** Requirements **
Lay out the records, from their start through the line containing "Query: roll of tape" inclusive, as a Markdown table with the columns No. and Line. Give one numbered row per line, skip blank lines, and leave the pictures out.

════

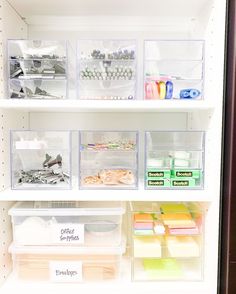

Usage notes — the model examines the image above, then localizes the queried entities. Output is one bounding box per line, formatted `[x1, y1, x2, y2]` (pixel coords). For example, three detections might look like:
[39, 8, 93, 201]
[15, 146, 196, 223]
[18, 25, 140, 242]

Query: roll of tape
[158, 81, 166, 99]
[165, 81, 174, 99]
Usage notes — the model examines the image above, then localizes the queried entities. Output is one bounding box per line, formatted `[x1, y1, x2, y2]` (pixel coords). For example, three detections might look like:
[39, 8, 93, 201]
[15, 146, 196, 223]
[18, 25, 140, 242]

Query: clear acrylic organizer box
[9, 201, 126, 247]
[145, 131, 205, 189]
[77, 40, 137, 100]
[144, 40, 204, 100]
[8, 40, 68, 99]
[79, 131, 138, 189]
[130, 202, 205, 281]
[11, 130, 71, 189]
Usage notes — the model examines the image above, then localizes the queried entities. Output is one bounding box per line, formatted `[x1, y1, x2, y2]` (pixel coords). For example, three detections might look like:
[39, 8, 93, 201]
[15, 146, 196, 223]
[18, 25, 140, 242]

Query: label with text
[49, 261, 83, 283]
[52, 223, 84, 245]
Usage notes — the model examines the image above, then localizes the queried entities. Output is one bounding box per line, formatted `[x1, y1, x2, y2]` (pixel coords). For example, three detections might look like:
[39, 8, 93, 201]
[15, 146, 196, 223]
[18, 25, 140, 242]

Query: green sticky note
[171, 169, 202, 179]
[146, 169, 170, 180]
[143, 258, 182, 279]
[147, 179, 170, 187]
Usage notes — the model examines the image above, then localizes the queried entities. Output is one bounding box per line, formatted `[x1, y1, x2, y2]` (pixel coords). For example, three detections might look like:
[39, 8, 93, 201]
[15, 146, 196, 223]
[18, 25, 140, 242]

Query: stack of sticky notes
[166, 236, 200, 257]
[133, 236, 161, 257]
[134, 213, 165, 236]
[160, 203, 199, 235]
[143, 258, 183, 280]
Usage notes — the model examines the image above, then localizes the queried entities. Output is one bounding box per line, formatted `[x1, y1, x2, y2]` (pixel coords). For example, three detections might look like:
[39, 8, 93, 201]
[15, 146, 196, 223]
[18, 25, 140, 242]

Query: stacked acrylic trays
[11, 130, 71, 189]
[144, 40, 204, 99]
[9, 202, 125, 283]
[131, 202, 203, 281]
[79, 131, 138, 189]
[78, 40, 136, 100]
[8, 40, 67, 99]
[145, 131, 205, 189]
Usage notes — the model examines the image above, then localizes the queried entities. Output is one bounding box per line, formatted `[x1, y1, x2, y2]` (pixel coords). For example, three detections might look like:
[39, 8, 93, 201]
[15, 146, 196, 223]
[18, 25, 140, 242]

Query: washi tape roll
[179, 89, 201, 99]
[158, 81, 166, 99]
[165, 81, 174, 99]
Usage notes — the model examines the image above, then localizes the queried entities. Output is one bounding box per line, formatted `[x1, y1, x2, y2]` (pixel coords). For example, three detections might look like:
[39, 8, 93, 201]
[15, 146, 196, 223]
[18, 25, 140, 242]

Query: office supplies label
[52, 223, 84, 245]
[49, 261, 83, 283]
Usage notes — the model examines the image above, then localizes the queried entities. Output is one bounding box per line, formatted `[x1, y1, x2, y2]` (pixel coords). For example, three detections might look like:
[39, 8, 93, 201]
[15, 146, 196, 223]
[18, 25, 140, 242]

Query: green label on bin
[171, 178, 196, 187]
[147, 169, 170, 179]
[147, 179, 170, 187]
[171, 170, 201, 179]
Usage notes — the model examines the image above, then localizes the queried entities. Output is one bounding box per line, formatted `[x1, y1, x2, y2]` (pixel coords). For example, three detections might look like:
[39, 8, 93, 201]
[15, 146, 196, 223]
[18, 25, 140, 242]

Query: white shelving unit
[0, 0, 227, 294]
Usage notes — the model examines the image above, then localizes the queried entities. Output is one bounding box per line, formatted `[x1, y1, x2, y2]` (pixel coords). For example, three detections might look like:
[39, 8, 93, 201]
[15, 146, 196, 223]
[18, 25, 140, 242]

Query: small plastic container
[144, 40, 204, 100]
[8, 40, 67, 99]
[9, 201, 125, 247]
[78, 40, 137, 100]
[11, 130, 71, 189]
[130, 202, 204, 281]
[79, 131, 138, 189]
[145, 131, 205, 189]
[9, 244, 125, 283]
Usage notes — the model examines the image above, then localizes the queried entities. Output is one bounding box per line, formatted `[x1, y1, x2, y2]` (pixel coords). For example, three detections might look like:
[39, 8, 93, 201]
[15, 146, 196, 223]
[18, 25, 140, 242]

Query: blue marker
[179, 89, 201, 99]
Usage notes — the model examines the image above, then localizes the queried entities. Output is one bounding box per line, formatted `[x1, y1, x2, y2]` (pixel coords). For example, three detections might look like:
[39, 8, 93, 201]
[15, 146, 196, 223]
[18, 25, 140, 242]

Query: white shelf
[1, 272, 211, 294]
[0, 186, 212, 202]
[0, 99, 214, 112]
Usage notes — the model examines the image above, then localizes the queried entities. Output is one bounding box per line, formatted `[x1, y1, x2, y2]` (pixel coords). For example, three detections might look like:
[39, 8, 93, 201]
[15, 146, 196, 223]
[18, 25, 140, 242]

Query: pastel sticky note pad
[134, 230, 154, 236]
[166, 236, 200, 257]
[134, 213, 153, 222]
[168, 227, 200, 235]
[133, 236, 161, 257]
[153, 222, 165, 235]
[160, 203, 190, 214]
[143, 258, 182, 280]
[134, 222, 153, 230]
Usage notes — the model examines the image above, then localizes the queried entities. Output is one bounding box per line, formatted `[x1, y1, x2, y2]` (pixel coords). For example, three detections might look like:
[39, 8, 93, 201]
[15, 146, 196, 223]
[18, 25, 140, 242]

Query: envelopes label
[49, 261, 83, 283]
[52, 223, 84, 245]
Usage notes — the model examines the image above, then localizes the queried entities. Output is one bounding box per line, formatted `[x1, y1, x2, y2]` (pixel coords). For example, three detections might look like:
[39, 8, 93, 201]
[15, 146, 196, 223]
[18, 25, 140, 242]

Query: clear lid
[8, 201, 125, 216]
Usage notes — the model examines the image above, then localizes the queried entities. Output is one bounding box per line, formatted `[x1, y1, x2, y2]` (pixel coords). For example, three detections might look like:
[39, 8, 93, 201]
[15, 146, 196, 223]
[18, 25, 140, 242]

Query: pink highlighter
[145, 82, 153, 100]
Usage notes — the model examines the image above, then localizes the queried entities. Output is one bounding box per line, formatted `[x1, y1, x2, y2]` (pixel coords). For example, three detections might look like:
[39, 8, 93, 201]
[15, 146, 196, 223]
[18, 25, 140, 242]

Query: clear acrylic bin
[130, 202, 204, 281]
[144, 40, 204, 100]
[9, 79, 67, 100]
[79, 131, 138, 189]
[11, 131, 71, 189]
[8, 40, 67, 99]
[145, 131, 205, 189]
[9, 244, 125, 283]
[78, 40, 137, 100]
[9, 201, 125, 247]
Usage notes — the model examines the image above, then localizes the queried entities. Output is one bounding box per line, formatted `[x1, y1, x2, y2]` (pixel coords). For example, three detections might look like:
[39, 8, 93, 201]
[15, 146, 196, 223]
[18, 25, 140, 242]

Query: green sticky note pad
[143, 258, 182, 279]
[146, 169, 170, 180]
[147, 179, 170, 187]
[171, 178, 198, 188]
[171, 169, 202, 179]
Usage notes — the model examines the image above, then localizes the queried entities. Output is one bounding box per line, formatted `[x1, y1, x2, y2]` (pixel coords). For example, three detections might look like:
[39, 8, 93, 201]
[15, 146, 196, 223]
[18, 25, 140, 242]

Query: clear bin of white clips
[79, 131, 138, 189]
[78, 40, 136, 100]
[11, 131, 71, 189]
[8, 40, 67, 99]
[144, 40, 204, 100]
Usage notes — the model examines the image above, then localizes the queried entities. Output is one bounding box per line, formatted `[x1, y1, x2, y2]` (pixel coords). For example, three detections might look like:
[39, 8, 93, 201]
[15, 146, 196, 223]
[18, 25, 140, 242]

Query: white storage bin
[9, 244, 125, 283]
[9, 202, 125, 246]
[11, 130, 71, 189]
[78, 40, 137, 100]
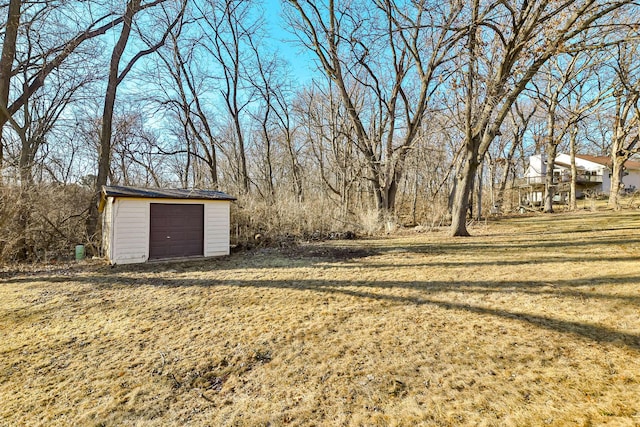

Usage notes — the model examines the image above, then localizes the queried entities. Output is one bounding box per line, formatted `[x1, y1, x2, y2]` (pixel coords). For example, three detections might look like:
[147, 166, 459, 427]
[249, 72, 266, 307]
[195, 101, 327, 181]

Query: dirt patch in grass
[0, 210, 640, 426]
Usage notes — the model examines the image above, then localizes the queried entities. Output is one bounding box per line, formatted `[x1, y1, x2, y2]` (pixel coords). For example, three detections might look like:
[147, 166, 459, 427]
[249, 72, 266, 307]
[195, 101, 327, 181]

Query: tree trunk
[544, 142, 558, 213]
[0, 0, 22, 171]
[476, 160, 484, 221]
[451, 145, 479, 236]
[569, 126, 578, 211]
[87, 0, 141, 241]
[607, 157, 625, 210]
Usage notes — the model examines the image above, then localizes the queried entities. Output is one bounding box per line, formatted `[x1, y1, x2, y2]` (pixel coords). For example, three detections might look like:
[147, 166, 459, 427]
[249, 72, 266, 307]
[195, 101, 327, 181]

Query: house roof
[102, 185, 237, 200]
[576, 154, 640, 169]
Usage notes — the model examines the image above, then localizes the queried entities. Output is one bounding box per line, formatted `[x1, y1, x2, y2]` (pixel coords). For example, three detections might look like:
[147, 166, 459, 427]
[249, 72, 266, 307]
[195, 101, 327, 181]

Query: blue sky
[264, 0, 318, 84]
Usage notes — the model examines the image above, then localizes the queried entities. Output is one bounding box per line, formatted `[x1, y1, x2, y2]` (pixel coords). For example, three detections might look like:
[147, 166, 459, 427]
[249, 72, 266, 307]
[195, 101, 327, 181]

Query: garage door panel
[149, 203, 204, 259]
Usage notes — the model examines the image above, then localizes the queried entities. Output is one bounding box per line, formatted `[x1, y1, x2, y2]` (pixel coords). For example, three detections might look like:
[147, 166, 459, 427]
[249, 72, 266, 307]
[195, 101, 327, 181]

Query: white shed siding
[103, 197, 231, 264]
[111, 198, 149, 264]
[102, 197, 113, 259]
[622, 169, 640, 190]
[204, 201, 230, 256]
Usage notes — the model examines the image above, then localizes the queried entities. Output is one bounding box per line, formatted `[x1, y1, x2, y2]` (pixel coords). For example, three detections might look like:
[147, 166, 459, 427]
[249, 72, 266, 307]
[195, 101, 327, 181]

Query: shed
[99, 185, 236, 264]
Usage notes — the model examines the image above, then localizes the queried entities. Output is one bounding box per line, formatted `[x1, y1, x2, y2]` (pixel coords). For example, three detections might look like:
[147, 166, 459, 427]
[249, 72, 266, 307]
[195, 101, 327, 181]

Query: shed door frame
[149, 203, 205, 260]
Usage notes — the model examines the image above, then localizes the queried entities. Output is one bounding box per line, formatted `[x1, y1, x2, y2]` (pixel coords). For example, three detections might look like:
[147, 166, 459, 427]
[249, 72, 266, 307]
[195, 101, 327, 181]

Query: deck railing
[516, 173, 602, 187]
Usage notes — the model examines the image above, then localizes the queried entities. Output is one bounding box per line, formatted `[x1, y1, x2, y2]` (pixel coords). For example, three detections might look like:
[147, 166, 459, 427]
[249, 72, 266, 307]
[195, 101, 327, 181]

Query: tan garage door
[149, 203, 204, 259]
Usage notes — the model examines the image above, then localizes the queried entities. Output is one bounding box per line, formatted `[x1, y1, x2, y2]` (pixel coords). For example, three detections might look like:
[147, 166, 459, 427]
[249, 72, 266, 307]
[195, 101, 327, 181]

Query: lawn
[0, 210, 640, 426]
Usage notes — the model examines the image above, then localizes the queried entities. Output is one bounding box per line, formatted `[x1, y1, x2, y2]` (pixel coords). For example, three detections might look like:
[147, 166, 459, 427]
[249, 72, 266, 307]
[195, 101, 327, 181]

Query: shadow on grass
[16, 274, 640, 351]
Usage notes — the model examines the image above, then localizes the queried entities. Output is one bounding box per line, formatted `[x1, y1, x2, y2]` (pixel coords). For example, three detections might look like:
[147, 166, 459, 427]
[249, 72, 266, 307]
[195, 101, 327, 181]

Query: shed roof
[102, 185, 237, 200]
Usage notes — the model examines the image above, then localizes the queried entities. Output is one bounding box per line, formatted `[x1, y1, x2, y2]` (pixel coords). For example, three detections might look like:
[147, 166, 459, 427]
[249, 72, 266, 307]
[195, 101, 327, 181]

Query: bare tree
[87, 0, 186, 241]
[609, 42, 640, 210]
[289, 0, 460, 219]
[451, 0, 632, 236]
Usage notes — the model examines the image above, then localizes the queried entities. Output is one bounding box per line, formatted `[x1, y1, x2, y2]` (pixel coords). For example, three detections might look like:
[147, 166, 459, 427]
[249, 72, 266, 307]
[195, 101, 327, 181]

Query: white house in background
[99, 186, 236, 264]
[518, 153, 640, 205]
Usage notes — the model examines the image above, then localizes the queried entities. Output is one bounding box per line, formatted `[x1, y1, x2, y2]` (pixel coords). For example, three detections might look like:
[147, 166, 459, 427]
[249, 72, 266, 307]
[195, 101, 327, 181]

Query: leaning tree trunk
[569, 126, 578, 211]
[87, 0, 141, 238]
[0, 0, 22, 172]
[608, 155, 625, 210]
[451, 146, 479, 236]
[544, 142, 558, 213]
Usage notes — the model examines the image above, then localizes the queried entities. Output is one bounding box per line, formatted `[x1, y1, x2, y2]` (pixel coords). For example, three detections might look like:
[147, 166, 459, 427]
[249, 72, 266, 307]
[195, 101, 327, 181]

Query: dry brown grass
[0, 210, 640, 426]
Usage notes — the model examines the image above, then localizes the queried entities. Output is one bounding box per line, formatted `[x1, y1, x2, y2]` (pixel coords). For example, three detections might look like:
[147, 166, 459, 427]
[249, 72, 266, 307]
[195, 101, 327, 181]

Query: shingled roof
[102, 185, 237, 200]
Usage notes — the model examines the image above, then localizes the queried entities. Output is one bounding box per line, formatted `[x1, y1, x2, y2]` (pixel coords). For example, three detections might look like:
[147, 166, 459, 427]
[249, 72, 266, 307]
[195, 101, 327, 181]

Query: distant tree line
[0, 0, 640, 260]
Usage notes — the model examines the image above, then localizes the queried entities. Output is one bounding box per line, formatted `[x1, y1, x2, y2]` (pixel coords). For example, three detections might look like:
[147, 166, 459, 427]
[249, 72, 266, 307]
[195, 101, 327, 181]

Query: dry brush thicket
[0, 209, 640, 426]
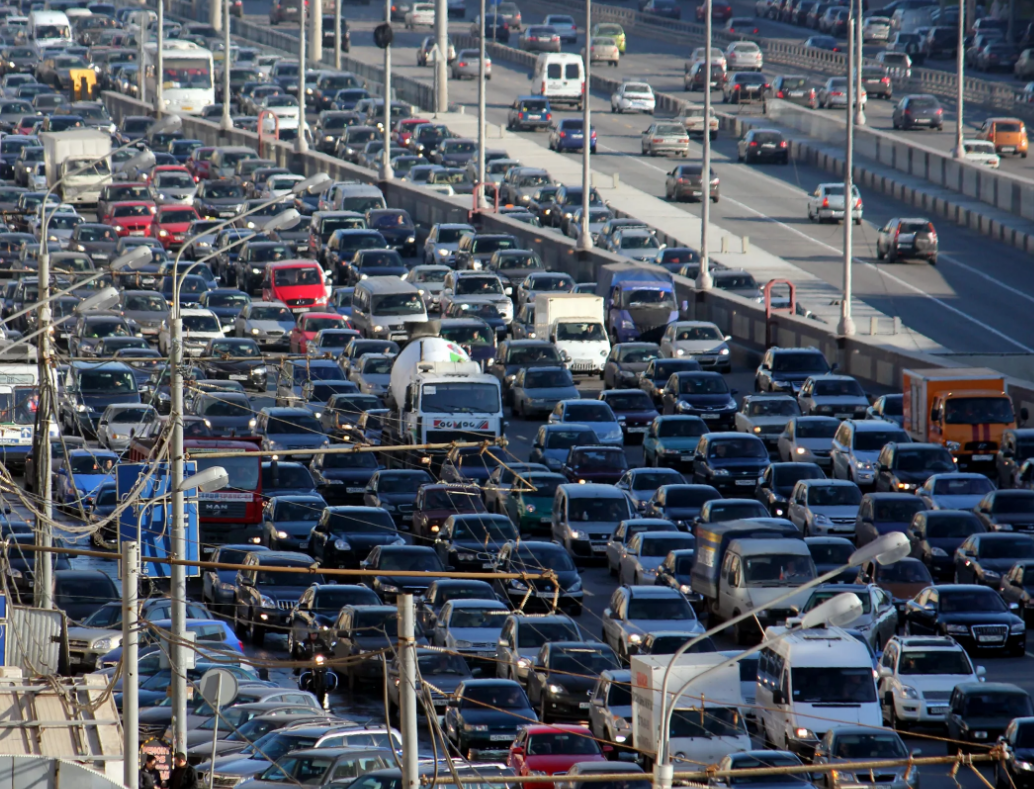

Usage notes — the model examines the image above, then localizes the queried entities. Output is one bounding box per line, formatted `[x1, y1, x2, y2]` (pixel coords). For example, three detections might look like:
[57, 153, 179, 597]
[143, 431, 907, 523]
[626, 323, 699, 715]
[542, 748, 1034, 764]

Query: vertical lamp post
[697, 0, 714, 291]
[578, 0, 592, 252]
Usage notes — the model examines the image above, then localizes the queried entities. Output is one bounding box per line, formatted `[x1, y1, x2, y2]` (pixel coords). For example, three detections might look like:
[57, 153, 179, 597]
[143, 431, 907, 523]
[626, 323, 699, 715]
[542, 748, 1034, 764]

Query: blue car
[54, 449, 119, 510]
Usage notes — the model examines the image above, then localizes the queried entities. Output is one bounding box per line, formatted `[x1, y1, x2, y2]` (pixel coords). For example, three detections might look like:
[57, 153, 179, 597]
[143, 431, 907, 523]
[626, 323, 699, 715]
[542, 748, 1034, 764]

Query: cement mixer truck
[382, 321, 504, 468]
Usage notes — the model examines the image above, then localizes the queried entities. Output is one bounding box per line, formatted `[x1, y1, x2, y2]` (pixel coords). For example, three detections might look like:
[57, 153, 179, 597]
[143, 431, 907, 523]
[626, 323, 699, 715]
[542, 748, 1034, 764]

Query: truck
[39, 128, 112, 206]
[535, 293, 610, 375]
[382, 321, 504, 468]
[902, 367, 1028, 473]
[632, 653, 751, 770]
[690, 518, 814, 640]
[596, 263, 678, 342]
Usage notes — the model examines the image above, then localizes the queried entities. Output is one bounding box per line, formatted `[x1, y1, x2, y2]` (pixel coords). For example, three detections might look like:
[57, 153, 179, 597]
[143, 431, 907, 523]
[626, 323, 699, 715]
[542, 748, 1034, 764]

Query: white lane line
[597, 143, 1034, 354]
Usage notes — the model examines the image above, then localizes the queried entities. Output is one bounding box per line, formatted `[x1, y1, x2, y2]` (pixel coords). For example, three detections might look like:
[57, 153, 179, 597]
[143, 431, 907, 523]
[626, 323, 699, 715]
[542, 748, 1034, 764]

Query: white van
[26, 11, 74, 50]
[531, 52, 585, 110]
[755, 626, 883, 759]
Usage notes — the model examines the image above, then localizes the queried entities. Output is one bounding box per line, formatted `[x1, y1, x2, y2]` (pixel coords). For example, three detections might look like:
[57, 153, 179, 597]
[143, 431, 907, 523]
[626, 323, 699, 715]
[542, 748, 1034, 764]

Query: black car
[309, 452, 381, 505]
[287, 583, 382, 660]
[492, 540, 584, 616]
[954, 533, 1034, 589]
[434, 512, 520, 573]
[873, 442, 955, 493]
[908, 510, 986, 581]
[359, 545, 445, 603]
[309, 507, 405, 568]
[527, 641, 621, 723]
[445, 679, 538, 754]
[946, 682, 1034, 752]
[974, 490, 1034, 533]
[642, 485, 722, 532]
[754, 463, 826, 518]
[905, 584, 1027, 658]
[661, 370, 736, 426]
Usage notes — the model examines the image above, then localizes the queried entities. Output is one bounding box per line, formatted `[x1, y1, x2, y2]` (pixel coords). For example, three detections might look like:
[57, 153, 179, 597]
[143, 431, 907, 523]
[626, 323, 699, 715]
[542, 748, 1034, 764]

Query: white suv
[879, 636, 985, 731]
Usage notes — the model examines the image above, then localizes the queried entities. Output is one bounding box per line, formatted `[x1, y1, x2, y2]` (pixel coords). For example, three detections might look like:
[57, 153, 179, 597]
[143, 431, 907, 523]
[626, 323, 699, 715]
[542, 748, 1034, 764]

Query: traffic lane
[366, 34, 1034, 351]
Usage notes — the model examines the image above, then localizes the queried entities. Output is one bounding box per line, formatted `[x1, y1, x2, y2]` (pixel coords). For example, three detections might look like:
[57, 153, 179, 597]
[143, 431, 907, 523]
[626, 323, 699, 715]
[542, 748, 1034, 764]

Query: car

════

** Response below **
| No. | Line |
|---|---|
| 1 | Usage notes — the model examines the image above, then localizes the queried entities. Output is one bounding box per line, formatted `[x1, y1, x2, y2]` (pixel coords). For example, three detections might look like: |
| 2 | [39, 8, 93, 201] |
| 3 | [15, 146, 196, 223] |
| 4 | [18, 25, 140, 242] |
| 5 | Query: roll of tape |